**原文**
+--

如果不是LearnerSyncRequest类型(也就是Quorum请求),会按如下步骤执行:
1)调用下一个处理器CommitProcessor的processRequest方法,将Request对象放入CommitProcessor.queuedRequests队列中;
2)将proposal发送到所有的Follower;
3)调用SyncRequestProcessor处理器的processRequest方法。该方法会将请求放入SyncRequestProcessor.queuedRequests队列中。(【Leader A, Step 7(1)】SyncRequestProcessor线程会记录Log, 然后传递给SendAckRequestProcessor。SendAckRequestProcessor会发送一个Leader.ACK的Quorum数据包给自己)
如果是LearnerSyncRequest类型,说明该请求是OpCode.sync操作,则会直接调用Leader.processSync方法。
ProposalRequestProcessor的processRequest方法如下:
public void processRequest(Request request) throws RequestPrzocessorException {
//如果是sync操作,则调用Leader.processSync方法
if (request instanceof LearnerSyncRequest){
zks.getLeader().processSync(( LearnerSyncRequest)request);
}
//如果不是sync操作
else {
//传递到下一个处理器
nextProcessor.processRequest(request);
if (request.hdr != null) {
// We need to sync and get consensus on any transactions
try {
//发送proposal给所有的follower
zks.getLeader().propose(request);
} catch (XidRolloverException e) {
throw new RequestProcessorException (e.getMessage(), e);
}
//调用SyncRequestProcessor处理器的processRequest方法
syncProcessor.processRequest(request);
}
}
}
Leader的propose方法如下:
/**
* 创建Proposal,并发送给所有的members
* @param request
* @return the proposal that is queued to send to all the members
*/
public Proposal propose(Request request) throws XidRolloverException {
//解决 rollover的问题,所有低32位重置表示一个新的leader选择。强制重新选择Leader。
//See ZOOKEEPER- 1277
if ((request.zxid & 0xffffffffL) == 0xffffffffL) {
String msg =
"zxid lower 32 bits have rolled over, forcing re-election, and therefore new epoch start";
shutdown(msg);
throw new XidRolloverException (msg);
}
//将request.hdr和request.txn序列化到boa中
ByteArrayOutputStream baos = new ByteArrayOutputStream();
BinaryOutputArchive boa = BinaryOutputArchive. getArchive(baos);
try {
request.hdr.serialize(boa, "hdr" );
if (request.txn != null) {
request. txn.serialize(boa, "txn" );
}
baos.close();
} catch (IOException e) {
LOG.warn( "This really should be impossible" , e);
}
//构造Leader.PROPOSAL的QuorumPacket
QuorumPacket pp = new QuorumPacket(Leader.PROPOSAL, request.zxid,
baos.toByteArray(), null );
//构造Proposal对象
Proposal p = new Proposal();
p.packet = pp;
p.request = request;
synchronized (this ) {
if (LOG .isDebugEnabled()) {
LOG.debug( "Proposing:: " + request);
}
//获得packet的 zxid, 并放入outstandingProposals 未完成Proposal Map中
lastProposed = p.packet.getZxid();
//将p加入到outstandingProposals Map中
outstandingProposals.put( lastProposed , p);
//发送给所有的Follower
sendPacket(pp);
}
return p;
}
Follower.processPacket方法如下:
/**
* 检查在qp中接收到的packet, 并根据它的内容进行分发
* @param qp
* @throws IOException
*/
protected void processPacket(QuorumPacket qp) throws IOException{
switch (qp.getType()) {
case Leader.PING:
ping(qp);
break ;
case Leader.PROPOSAL:
TxnHeader hdr = new TxnHeader();
//从数据包 qp中反序列化出 txn
Record txn = SerializeUtils . deserializeTxn(qp.getData(), hdr);
if (hdr.getZxid() != lastQueued + 1) {
LOG.warn( "Got zxid 0x"

+--

**任务说明 1**
能否把这段讲解ZooKeeper请求处理的原文从“如果不是LearnerSyn”开始、到“processSync方法。”结束的部分，原样重新录入一遍？
**任务说明 2**
这段讲解ZooKeeper请求处理的原文中，“如果是LearnerSyncRequest类型,说明该请求是OpCode.sync操作,则会直接调用Leader.processSync方法。”这句话译成英文是什么？
**任务说明 3**
这段讲解ZooKeeper请求处理的原文在最后一行中止，能接着往下续写吗？

+--

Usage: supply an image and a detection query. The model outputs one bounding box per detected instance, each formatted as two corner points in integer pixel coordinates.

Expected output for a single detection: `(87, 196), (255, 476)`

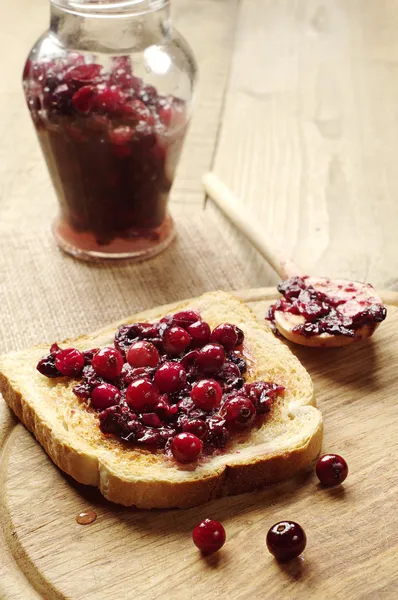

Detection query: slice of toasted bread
(0, 292), (322, 508)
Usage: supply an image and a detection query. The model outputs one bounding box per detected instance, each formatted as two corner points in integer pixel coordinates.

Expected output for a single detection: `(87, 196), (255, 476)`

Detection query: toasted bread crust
(0, 292), (323, 508)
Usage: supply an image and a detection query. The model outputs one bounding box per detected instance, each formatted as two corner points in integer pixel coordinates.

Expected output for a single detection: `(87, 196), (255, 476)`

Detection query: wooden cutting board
(0, 289), (398, 600)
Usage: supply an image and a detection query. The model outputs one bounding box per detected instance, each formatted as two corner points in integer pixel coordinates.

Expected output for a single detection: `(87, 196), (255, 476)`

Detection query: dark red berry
(217, 361), (243, 392)
(64, 63), (102, 84)
(153, 394), (178, 422)
(36, 354), (62, 379)
(222, 396), (256, 429)
(192, 519), (226, 554)
(172, 310), (201, 329)
(182, 419), (208, 440)
(180, 350), (199, 369)
(72, 85), (96, 113)
(234, 325), (245, 346)
(91, 348), (123, 379)
(163, 327), (191, 356)
(126, 379), (159, 412)
(141, 413), (163, 427)
(187, 321), (211, 348)
(94, 86), (125, 116)
(316, 454), (348, 486)
(171, 433), (203, 463)
(196, 344), (225, 375)
(191, 379), (222, 411)
(267, 521), (307, 562)
(127, 341), (159, 367)
(91, 383), (120, 410)
(210, 323), (238, 350)
(154, 362), (187, 394)
(55, 348), (84, 377)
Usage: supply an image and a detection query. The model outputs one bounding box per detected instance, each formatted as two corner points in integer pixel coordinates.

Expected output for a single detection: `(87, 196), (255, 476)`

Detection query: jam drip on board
(266, 277), (387, 338)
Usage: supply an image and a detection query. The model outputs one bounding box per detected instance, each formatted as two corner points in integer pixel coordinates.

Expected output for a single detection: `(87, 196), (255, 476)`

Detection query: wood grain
(0, 289), (398, 600)
(208, 0), (398, 288)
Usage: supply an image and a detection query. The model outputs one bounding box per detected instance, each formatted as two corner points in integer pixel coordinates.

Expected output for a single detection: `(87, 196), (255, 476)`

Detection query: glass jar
(23, 0), (196, 260)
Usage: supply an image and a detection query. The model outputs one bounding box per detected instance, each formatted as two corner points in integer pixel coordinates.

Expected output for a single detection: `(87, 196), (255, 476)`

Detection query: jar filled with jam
(23, 0), (196, 260)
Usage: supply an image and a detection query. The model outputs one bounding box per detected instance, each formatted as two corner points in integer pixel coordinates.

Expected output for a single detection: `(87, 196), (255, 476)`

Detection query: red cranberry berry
(316, 454), (348, 486)
(36, 354), (62, 379)
(191, 379), (222, 410)
(55, 348), (84, 377)
(64, 63), (102, 84)
(222, 396), (256, 429)
(171, 433), (203, 463)
(210, 323), (238, 350)
(72, 85), (96, 113)
(267, 521), (307, 562)
(154, 362), (187, 394)
(141, 413), (163, 427)
(182, 419), (208, 440)
(172, 310), (200, 329)
(192, 519), (226, 554)
(180, 350), (199, 369)
(154, 395), (178, 422)
(163, 327), (191, 356)
(197, 344), (225, 375)
(127, 341), (159, 367)
(187, 321), (211, 348)
(91, 383), (120, 410)
(91, 348), (123, 379)
(126, 379), (159, 412)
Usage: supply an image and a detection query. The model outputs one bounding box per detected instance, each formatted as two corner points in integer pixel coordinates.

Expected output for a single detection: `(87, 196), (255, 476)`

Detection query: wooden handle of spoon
(202, 173), (304, 279)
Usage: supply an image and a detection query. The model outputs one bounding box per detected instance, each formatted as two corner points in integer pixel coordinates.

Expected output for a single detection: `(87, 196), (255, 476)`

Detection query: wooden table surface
(0, 0), (398, 600)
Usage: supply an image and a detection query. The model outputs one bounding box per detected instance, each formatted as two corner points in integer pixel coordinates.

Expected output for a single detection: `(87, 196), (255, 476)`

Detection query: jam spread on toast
(37, 310), (284, 463)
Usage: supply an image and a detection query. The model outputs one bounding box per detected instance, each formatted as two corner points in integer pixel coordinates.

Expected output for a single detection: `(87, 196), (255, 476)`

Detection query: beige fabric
(0, 209), (276, 352)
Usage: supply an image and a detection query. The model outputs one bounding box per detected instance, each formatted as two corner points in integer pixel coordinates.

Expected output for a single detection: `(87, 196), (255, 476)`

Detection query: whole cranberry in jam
(182, 419), (208, 440)
(316, 454), (348, 486)
(191, 379), (222, 411)
(187, 321), (211, 348)
(192, 519), (227, 554)
(36, 354), (61, 379)
(127, 341), (159, 367)
(196, 344), (225, 375)
(173, 310), (200, 329)
(91, 383), (120, 410)
(55, 348), (84, 377)
(222, 396), (256, 429)
(91, 348), (124, 379)
(267, 521), (307, 562)
(163, 327), (191, 356)
(154, 362), (187, 394)
(126, 379), (159, 412)
(171, 433), (203, 464)
(210, 323), (238, 350)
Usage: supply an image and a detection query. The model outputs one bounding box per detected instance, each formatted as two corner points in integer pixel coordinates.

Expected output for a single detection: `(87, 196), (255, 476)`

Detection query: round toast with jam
(0, 292), (323, 508)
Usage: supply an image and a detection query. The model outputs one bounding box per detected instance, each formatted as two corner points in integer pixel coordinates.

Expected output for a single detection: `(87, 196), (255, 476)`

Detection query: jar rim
(50, 0), (169, 17)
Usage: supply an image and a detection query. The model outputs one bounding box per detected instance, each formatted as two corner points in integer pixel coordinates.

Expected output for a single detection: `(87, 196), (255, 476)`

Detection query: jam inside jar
(23, 0), (196, 260)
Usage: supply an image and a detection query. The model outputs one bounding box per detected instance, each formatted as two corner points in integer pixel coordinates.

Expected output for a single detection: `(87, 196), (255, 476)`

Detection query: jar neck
(50, 0), (171, 54)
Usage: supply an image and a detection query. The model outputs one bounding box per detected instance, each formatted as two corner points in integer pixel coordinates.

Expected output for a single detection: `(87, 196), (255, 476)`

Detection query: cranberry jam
(266, 277), (387, 337)
(23, 52), (188, 258)
(37, 310), (284, 464)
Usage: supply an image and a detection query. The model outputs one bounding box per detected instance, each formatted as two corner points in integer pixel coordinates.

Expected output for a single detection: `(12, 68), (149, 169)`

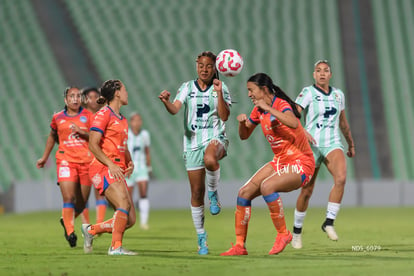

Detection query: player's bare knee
(204, 155), (219, 171)
(334, 174), (346, 188)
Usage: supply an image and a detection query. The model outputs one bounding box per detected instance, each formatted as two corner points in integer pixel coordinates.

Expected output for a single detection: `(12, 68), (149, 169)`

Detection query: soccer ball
(216, 49), (243, 77)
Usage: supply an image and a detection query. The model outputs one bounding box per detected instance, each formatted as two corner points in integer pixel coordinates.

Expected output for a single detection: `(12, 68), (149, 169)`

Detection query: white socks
(206, 168), (220, 192)
(138, 198), (150, 225)
(191, 205), (206, 234)
(293, 208), (306, 228)
(326, 202), (341, 220)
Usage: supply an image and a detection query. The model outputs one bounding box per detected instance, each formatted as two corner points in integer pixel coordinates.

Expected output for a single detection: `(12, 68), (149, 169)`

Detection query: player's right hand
(158, 90), (171, 103)
(36, 158), (46, 169)
(237, 114), (247, 123)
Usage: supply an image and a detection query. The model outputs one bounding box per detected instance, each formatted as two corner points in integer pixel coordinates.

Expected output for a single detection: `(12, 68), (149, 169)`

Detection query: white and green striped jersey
(296, 85), (345, 147)
(127, 129), (151, 169)
(174, 80), (231, 152)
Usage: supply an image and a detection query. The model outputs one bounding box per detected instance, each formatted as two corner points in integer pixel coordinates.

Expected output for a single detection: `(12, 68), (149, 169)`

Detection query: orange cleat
(269, 231), (292, 255)
(220, 243), (247, 256)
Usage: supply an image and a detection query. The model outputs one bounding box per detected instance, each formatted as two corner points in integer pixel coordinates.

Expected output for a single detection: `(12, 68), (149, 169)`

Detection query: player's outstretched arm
(237, 114), (256, 140)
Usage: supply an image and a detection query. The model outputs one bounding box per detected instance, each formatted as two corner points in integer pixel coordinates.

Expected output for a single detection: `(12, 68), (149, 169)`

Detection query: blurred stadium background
(0, 0), (414, 212)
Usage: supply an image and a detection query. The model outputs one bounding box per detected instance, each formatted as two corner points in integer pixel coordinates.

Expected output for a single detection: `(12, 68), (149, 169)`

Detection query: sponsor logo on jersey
(197, 104), (210, 117)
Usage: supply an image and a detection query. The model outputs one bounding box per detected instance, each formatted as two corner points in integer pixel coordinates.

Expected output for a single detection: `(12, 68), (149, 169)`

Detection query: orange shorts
(89, 159), (128, 195)
(270, 157), (315, 187)
(56, 160), (92, 186)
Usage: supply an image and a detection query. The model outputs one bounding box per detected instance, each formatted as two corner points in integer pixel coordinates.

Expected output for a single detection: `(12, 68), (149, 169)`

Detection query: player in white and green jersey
(159, 52), (231, 255)
(174, 76), (231, 152)
(292, 60), (355, 249)
(296, 84), (345, 148)
(126, 112), (152, 230)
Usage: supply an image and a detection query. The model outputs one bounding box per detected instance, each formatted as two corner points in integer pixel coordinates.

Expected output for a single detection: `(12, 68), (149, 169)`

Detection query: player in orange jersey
(221, 73), (315, 256)
(82, 87), (107, 223)
(37, 87), (92, 247)
(82, 80), (137, 255)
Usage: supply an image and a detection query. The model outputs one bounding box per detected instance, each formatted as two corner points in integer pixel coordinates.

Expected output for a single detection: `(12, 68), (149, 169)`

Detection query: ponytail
(272, 83), (302, 119)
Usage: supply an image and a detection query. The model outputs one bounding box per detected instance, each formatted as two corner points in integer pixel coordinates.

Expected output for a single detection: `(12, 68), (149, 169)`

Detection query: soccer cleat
(67, 232), (78, 247)
(81, 224), (93, 253)
(291, 233), (302, 249)
(322, 223), (338, 241)
(108, 246), (138, 256)
(220, 243), (247, 256)
(208, 191), (221, 215)
(269, 231), (292, 255)
(59, 218), (78, 247)
(197, 232), (208, 255)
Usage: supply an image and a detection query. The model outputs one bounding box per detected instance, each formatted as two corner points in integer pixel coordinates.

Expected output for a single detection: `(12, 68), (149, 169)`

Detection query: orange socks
(96, 199), (106, 223)
(62, 202), (75, 235)
(112, 208), (128, 249)
(263, 193), (287, 234)
(88, 218), (114, 235)
(235, 197), (252, 247)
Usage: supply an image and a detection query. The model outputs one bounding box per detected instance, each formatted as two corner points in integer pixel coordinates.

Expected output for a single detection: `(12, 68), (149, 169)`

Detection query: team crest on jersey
(334, 93), (341, 103)
(92, 173), (102, 188)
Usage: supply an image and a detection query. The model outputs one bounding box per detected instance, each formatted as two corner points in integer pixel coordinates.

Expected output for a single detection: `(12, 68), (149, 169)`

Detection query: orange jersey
(90, 106), (128, 168)
(249, 96), (313, 162)
(50, 107), (92, 163)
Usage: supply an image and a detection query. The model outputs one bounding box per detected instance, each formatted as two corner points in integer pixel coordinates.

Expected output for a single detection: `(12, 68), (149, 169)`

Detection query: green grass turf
(0, 207), (414, 276)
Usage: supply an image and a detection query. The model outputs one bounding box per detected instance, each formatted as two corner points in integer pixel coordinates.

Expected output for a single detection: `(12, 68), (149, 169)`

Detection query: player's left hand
(124, 161), (134, 178)
(346, 146), (355, 158)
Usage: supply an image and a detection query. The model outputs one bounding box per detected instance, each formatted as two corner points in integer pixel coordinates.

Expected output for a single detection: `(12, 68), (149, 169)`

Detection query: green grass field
(0, 207), (414, 276)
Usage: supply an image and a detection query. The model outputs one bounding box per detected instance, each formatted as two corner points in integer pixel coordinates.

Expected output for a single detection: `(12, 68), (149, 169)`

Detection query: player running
(159, 52), (231, 255)
(82, 80), (137, 255)
(221, 73), (315, 256)
(37, 87), (92, 247)
(82, 87), (107, 224)
(292, 60), (355, 249)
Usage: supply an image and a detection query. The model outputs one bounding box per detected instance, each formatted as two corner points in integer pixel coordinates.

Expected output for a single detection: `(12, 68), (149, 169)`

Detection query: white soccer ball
(216, 49), (243, 77)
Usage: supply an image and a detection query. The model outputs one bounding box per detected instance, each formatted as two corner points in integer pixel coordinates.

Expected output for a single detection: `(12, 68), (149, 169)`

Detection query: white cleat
(322, 225), (338, 241)
(290, 233), (302, 249)
(108, 246), (138, 256)
(81, 224), (93, 254)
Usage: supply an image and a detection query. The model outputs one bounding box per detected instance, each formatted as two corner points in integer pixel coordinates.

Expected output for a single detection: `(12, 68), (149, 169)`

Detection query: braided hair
(97, 80), (122, 104)
(247, 73), (301, 119)
(196, 51), (219, 80)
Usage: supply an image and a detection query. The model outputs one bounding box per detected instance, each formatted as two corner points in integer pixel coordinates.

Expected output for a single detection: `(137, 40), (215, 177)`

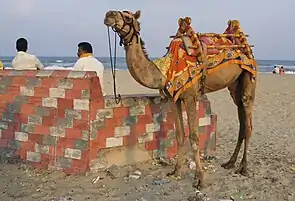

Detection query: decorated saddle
(154, 17), (257, 101)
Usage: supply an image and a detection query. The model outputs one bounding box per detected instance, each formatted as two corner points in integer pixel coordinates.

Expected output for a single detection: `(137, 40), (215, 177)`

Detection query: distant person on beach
(73, 42), (106, 96)
(272, 66), (280, 74)
(12, 38), (44, 70)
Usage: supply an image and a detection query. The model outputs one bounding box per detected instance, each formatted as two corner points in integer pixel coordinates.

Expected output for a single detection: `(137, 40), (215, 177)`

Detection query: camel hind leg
(221, 71), (256, 175)
(167, 99), (184, 179)
(184, 95), (204, 188)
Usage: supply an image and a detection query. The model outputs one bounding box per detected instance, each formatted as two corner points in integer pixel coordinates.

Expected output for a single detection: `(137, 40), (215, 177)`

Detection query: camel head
(104, 10), (140, 42)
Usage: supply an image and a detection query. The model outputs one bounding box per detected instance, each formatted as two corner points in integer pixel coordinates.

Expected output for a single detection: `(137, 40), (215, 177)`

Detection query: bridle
(112, 11), (140, 46)
(108, 11), (140, 104)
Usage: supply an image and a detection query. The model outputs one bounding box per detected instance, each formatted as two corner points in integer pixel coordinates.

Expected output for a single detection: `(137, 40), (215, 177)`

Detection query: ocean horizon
(0, 56), (295, 74)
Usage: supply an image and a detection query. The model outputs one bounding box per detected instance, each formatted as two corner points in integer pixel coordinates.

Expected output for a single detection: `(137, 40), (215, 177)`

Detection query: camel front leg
(167, 100), (184, 179)
(184, 96), (204, 188)
(236, 72), (256, 176)
(221, 81), (245, 169)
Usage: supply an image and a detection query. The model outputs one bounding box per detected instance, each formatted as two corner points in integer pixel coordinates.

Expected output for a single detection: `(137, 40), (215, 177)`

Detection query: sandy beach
(0, 71), (295, 201)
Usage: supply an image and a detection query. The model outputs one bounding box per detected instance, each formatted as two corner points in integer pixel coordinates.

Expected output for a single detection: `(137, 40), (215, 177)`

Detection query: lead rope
(108, 28), (121, 104)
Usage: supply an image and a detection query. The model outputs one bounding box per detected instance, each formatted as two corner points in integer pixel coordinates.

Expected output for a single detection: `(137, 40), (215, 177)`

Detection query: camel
(104, 11), (256, 188)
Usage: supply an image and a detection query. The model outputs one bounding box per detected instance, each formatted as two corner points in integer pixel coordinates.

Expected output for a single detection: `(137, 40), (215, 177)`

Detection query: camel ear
(133, 10), (141, 20)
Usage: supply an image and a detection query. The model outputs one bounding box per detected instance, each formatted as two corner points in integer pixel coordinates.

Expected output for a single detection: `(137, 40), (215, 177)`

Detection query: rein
(108, 11), (139, 104)
(108, 28), (122, 104)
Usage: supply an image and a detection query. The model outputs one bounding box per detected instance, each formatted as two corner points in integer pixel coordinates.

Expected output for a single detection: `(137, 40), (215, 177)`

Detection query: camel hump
(181, 36), (195, 56)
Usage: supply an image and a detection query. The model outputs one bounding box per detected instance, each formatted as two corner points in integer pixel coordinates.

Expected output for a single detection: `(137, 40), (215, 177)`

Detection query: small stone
(91, 176), (102, 184)
(106, 165), (120, 179)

+--

**任务回答 1**
如果不是LearnerSyncRequest类型(也就是Quorum请求),会按如下步骤执行:
1)调用下一个处理器CommitProcessor的processRequest方法,将Request对象放入CommitProcessor.queuedRequests队列中;
2)将proposal发送到所有的Follower;
3)调用SyncRequestProcessor处理器的processRequest方法。该方法会将请求放入SyncRequestProcessor.queuedRequests队列中。(【Leader A, Step 7(1)】SyncRequestProcessor线程会记录Log, 然后传递给SendAckRequestProcessor。SendAckRequestProcessor会发送一个Leader.ACK的Quorum数据包给自己)
如果是LearnerSyncRequest类型,说明该请求是OpCode.sync操作,则会直接调用Leader.processSync方法。

**任务回答 2**
If it is of type LearnerSyncRequest, the request is an OpCode.sync operation, and the Leader.processSync method is called directly.

**任务回答 3**
+ Long. toHexString(hdr.getZxid())
+ " expected 0x"
+ Long. toHexString(lastQueued + 1));
}
lastQueued = hdr.getZxid();
fzk.logRequest(hdr, txn);
break ;
case Leader.COMMIT:
fzk.commit(qp.getZxid());
break ;
case Leader.UPTODATE:
LOG.error( "Received an UPTODATE message after Follower started");
break ;
case Leader.REVALIDATE:
revalidate(qp);
break ;
case Leader.SYNC:
fzk.sync();
break ;
}
}
FollowerZooKeeperServer的logRequest方法如下:
public void logRequest(TxnHeader hdr, Record txn) {
//构建Request对象
Request request = new Request( null, hdr.getClientId(), hdr.getCxid(),
hdr.getType(), null , null );
request.hdr = hdr;
request.txn = txn;
request.zxid = hdr.getZxid();
//如果request.zxid的低32为不全为0, 则加入pendingTxns队列中
if ((request.zxid & 0xffffffffL) != 0) {
pendingTxns.add(request);
}
//调用SyncRequestProcessor处理这个request
syncProcessor.processRequest(request);
}
【All Followers, Step 8】处理器SyncRequestProcessor的功能和Leader的SyncRequestProcessor一样,将请求记录到日志中,然后将Request请求传递给下一个处理器。不过Follower的下一个处理器是SendAckRequestProcessor。该处理器会构建一个Leader.ACK的Quorum数据包,并发送给Leader。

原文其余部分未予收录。